Stored data:
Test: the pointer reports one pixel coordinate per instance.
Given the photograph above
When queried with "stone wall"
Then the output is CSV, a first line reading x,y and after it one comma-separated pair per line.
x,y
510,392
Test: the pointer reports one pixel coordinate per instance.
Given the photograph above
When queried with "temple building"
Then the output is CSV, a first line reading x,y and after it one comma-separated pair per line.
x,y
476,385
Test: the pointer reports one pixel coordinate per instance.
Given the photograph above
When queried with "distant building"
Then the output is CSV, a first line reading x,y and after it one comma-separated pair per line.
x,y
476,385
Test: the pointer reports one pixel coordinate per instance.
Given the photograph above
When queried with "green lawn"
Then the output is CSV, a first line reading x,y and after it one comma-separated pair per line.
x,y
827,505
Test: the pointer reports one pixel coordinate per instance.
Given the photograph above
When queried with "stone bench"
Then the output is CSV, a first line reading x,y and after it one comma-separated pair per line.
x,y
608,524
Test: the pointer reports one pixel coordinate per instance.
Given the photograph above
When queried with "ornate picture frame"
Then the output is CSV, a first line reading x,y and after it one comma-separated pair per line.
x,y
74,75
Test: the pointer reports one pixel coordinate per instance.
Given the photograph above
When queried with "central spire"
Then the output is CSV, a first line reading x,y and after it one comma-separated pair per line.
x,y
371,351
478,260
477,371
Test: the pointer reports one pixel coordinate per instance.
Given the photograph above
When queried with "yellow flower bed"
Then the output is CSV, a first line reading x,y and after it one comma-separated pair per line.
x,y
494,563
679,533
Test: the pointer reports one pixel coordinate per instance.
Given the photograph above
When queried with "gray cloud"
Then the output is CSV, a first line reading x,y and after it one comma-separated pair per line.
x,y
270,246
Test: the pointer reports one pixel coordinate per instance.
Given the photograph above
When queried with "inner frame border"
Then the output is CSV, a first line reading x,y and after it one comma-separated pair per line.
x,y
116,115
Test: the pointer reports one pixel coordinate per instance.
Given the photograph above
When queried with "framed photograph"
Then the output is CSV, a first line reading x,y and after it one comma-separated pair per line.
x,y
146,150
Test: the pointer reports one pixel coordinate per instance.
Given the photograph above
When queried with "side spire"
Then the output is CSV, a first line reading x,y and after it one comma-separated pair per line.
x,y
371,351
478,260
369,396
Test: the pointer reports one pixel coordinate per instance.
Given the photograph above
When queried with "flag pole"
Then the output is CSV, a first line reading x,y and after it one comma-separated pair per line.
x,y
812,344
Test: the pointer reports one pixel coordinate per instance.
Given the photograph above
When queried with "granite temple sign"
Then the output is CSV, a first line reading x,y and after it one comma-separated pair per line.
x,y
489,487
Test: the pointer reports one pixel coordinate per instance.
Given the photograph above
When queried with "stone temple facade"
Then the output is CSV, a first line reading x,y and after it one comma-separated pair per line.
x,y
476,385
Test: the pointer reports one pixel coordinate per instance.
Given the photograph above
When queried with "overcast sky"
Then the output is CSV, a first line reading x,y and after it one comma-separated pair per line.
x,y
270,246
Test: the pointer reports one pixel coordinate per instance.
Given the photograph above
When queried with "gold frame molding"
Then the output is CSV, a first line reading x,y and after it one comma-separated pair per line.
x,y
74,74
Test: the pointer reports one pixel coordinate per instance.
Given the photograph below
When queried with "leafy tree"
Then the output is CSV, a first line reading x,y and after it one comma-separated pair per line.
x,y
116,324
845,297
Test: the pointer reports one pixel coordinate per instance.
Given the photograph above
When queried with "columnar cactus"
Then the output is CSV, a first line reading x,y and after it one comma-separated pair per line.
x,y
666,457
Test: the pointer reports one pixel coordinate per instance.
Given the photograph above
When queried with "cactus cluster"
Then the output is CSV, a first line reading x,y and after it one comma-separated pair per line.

▶ Exercise requirements
Repeat the entries exactly, all of them.

▶ Correct output
Test: the pointer reports one pixel coordinate per instance.
Given the photograph above
When queried with "stone wall"
Then the output is CSV, a first line reading x,y and after it one comma-separated pair per line.
x,y
510,392
Test: the pointer reports one pixel coordinate per instance.
Given the photograph above
When queried with "temple building"
Then the output is CSV, a first line reading x,y and after it one comma-separated pair per line.
x,y
476,385
Test: the pointer reports one pixel coordinate per instance.
Given the photograph above
When queried with "distant building"
Then the output is CSV, a first line reading x,y and after it one comma-separated pair per line.
x,y
476,385
Test: the pointer reports one pixel coordinate per instance.
Given the photograph above
When queried with "green lawn"
Then the output is CSV, a first line reading x,y and after it one comma-separated pair per line.
x,y
827,505
Test: the pointer reports one pixel coordinate per instance.
Given the photograph above
When queried with "stone bench"
Then the output is CSV, a first line reading x,y and after it one comma-separated pair per line.
x,y
608,524
Test: the pointer reports one pixel coordinate per instance.
Given the photograph above
When queried with "ornate picture frame"
Then the output is CSV, a first line reading x,y and after it one comma-separated pair per line.
x,y
74,75
Test: the pointer reports one pixel coordinate per instance.
Given the photograph above
When queried with "central spire"
Then the output is CSV, a first line reading x,y and after it one comma-separated pair per line.
x,y
371,351
478,260
477,371
Test: the pointer reports one pixel coordinate per instance.
Given the photograph above
When queried with "yellow flower bed"
Then the output is CSV, a first line reading x,y and after it one comma-separated pair per line.
x,y
494,563
679,533
Test: the pointer reports one pixel coordinate per instance.
Given the photograph above
When queried with "gray cloud"
Then the output is CSV, a first line reading x,y and after it one comma-separated pair per line.
x,y
270,246
Test: the pointer reports one pixel coordinate per instance.
Given the photograph above
When queried with "inner frame border"
Then the output is CSV, a first line reading x,y and after it one comma-separated pair per line.
x,y
116,115
Test: the pointer reports one pixel coordinate per instance.
Given the photograph above
When queried with "framed photograph"
Then the output is CSV, a first line reading x,y and after it one comma-separated pair per line.
x,y
146,150
Test: the pointer reports one pixel coordinate per instance.
Given the photograph above
When queried with "side spire"
Then the output is CSV, a first line reading x,y and after it one comma-separated pair per line.
x,y
371,351
478,260
369,396
Test: the pointer reports one pixel coordinate per instance.
Given the photograph above
When queried with "flag pole"
Then the output is CSV, a first line reading x,y and after it one comma-separated pair per line.
x,y
812,344
Test: the pointer reports one pixel coordinate per instance.
Given the photograph above
When queried with "granite temple sign"
Then the output is CSV, a first line reading x,y and after it one comma-separated pair per line.
x,y
489,487
Test: the pointer reports one pixel coordinate per instance.
Given the photograph above
When queried with "stone temple facade"
Then the output is CSV, a first line reading x,y and after it one comma-separated pair per line.
x,y
476,385
Test: the pointer reports one pixel coordinate per instance.
Given the photograph above
When queried with "overcast sky"
Then the output is CSV, a first line reading x,y and after it one comma-separated pair per line.
x,y
270,246
Test: the pointer reports one pixel coordinate per instance.
Given the photograph above
When queried with "gold frame molding"
Then the output is CSV, a first line reading x,y and after it one comma-separated pair per line.
x,y
74,74
Test: the pointer reports one pixel coordinate per instance.
Given the photograph below
When queried with "leafy tree"
Then the output is CSV, a first line reading x,y and after it one comma-separated pair per line.
x,y
116,324
845,297
Test: the pointer reports one pixel coordinate per instance.
Given the photograph above
When queried with "columnar cactus"
Then the output is CSV, a first line reading x,y and after it one comma-separated pair per line.
x,y
666,457
Test: the pointer reports one pixel coordinate per instance.
Given the photograph above
When queried with "cactus cluster"
Then the output is CSV, a first line reading x,y and after it one comma-separated pair per line.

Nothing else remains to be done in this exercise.